■ **What the task asks**: Return the lines of the records from the one containing "Please identify the windshield" through the end, word for word.

══ Data supplied ══

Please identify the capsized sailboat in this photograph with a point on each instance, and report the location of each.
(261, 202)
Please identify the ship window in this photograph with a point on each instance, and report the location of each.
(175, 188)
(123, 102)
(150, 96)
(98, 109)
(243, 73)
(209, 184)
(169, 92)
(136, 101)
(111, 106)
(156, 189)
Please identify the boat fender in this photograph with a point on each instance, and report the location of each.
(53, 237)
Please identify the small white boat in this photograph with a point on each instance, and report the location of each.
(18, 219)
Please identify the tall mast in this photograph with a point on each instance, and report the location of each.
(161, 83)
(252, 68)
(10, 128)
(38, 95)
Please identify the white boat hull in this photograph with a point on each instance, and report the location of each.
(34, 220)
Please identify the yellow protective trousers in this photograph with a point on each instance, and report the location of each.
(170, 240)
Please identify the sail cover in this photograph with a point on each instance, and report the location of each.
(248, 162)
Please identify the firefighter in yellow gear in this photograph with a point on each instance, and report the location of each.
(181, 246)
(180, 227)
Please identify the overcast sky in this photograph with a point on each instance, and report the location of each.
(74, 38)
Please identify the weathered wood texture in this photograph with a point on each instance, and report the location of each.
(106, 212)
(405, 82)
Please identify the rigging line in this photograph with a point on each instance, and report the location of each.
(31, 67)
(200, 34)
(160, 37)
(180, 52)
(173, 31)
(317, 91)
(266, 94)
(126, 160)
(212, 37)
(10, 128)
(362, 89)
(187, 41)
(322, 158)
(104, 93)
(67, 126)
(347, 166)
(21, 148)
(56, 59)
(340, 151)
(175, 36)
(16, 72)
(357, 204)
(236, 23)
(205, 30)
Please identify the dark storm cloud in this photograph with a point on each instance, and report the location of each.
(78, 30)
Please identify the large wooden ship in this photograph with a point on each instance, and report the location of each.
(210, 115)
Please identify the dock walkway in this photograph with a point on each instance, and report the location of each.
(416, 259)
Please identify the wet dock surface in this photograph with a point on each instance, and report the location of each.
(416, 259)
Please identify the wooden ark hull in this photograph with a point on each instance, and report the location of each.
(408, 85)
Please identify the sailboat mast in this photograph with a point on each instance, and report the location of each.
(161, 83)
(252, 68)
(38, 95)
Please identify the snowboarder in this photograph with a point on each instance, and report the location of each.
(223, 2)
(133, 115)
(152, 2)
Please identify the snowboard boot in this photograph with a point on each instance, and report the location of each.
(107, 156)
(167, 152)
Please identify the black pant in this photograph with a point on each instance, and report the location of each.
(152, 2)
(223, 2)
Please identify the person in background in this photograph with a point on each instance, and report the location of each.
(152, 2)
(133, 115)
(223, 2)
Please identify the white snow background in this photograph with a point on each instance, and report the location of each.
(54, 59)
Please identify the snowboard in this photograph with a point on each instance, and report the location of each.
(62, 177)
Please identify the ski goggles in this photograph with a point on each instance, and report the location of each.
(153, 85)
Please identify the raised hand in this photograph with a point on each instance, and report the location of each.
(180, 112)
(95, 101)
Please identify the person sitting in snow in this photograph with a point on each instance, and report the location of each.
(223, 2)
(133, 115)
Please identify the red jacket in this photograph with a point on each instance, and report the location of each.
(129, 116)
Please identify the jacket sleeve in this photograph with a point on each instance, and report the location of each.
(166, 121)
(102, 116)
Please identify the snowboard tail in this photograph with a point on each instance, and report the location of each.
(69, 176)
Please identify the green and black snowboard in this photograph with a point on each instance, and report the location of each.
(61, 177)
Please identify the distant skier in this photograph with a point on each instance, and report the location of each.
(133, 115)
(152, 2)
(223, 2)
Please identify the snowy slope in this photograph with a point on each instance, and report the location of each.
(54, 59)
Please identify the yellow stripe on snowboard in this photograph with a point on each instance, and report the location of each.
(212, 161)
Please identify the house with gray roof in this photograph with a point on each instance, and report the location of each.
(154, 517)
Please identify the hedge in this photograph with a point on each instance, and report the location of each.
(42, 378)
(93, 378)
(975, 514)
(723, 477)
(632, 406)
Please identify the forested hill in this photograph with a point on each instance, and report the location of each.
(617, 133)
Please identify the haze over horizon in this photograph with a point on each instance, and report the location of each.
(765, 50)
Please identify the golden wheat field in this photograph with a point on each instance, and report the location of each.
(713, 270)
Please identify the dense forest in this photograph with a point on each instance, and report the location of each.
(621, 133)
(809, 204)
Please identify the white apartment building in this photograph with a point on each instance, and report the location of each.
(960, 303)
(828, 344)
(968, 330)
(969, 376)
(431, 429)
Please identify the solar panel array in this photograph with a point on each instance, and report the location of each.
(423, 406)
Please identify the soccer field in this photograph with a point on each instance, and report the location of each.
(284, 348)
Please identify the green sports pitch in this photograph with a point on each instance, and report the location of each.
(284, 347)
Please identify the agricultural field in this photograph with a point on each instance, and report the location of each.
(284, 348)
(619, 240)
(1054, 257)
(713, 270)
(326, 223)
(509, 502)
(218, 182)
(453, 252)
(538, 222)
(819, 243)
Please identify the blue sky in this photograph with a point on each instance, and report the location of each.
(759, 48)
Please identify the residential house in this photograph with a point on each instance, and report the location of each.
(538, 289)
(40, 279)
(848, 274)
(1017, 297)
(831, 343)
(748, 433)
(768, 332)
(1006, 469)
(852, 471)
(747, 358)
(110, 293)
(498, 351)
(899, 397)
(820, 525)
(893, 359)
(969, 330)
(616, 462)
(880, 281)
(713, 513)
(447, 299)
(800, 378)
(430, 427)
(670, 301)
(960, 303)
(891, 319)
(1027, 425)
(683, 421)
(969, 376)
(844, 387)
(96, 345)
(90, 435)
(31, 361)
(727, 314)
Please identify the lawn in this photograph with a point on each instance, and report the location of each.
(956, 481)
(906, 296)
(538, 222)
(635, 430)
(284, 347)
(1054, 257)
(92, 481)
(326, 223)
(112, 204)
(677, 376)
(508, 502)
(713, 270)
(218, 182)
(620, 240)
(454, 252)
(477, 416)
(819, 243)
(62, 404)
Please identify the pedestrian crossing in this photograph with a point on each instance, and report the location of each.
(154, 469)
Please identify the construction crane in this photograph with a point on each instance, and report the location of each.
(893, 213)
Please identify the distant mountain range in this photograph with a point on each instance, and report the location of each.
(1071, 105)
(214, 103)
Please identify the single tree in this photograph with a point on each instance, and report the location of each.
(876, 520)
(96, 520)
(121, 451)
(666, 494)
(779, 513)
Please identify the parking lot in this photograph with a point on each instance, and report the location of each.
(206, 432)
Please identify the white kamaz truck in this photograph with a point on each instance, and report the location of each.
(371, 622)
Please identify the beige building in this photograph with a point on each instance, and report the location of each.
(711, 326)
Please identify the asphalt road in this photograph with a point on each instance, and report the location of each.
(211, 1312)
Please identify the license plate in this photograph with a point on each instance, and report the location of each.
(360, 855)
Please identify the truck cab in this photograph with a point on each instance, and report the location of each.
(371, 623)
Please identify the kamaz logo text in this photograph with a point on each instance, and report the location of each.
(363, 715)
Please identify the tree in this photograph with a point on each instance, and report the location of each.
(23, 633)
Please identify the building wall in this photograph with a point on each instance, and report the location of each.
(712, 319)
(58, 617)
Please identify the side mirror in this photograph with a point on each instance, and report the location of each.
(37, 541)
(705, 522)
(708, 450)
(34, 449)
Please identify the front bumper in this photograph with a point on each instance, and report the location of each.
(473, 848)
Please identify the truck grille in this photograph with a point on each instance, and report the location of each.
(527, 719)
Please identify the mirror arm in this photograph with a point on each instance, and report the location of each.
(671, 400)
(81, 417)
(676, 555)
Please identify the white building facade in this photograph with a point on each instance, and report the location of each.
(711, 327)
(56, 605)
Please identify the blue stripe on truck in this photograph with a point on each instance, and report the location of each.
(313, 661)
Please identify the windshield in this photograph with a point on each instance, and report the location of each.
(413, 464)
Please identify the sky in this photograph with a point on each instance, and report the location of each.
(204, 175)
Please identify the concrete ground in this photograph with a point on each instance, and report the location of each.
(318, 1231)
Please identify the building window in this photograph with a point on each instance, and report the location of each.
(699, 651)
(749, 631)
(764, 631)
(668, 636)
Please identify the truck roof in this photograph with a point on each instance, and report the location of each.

═══

■ **Answer to the task**:
Please identify the windshield in this photograph with a point on each instance, and report the location of each.
(413, 464)
Please identify the sky in this photograph with a point on each instance, and report the location of each.
(204, 175)
Please identify the concrete ground in this photograph with a point on each instance, and report the location of each.
(318, 1231)
Please identify the building window in this photograph with a point on each instance, and report the location of each.
(699, 651)
(749, 631)
(764, 631)
(668, 636)
Please identify the truck roof in this photograph with a point on each instance, and report the location of each.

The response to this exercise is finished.